● WHAT TO DO
Leave out the pictures and copy everything else in the entries exactly.

** Start of EXERCISE DATA **

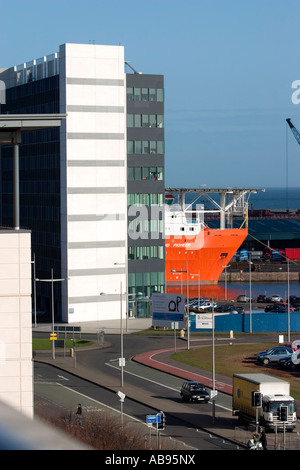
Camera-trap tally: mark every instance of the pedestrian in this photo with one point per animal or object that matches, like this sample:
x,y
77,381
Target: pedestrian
x,y
254,443
79,413
263,440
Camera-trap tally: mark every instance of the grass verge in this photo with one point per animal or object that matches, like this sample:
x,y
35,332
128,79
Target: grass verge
x,y
238,358
44,344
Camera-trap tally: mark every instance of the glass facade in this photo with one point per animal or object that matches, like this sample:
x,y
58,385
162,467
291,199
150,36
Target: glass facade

** End of EXERCISE DATA **

● FINISHED TASK
Camera-trap tally: mark every instance of the pedestrian in this photo with one point per animal or object that matches, like this sample:
x,y
77,381
Target: pedestrian
x,y
254,443
79,413
263,440
Camera-trap tally: mark every instance of the grass verge in this photo with one point per animal or object that matches, like this sample:
x,y
35,332
128,79
Target: grass verge
x,y
238,358
44,344
Camera-trap tally: mark every instance of the glass facade in this photo with one point per animal or object that matches, like this sample:
x,y
58,385
162,467
291,199
150,36
Target: glass facade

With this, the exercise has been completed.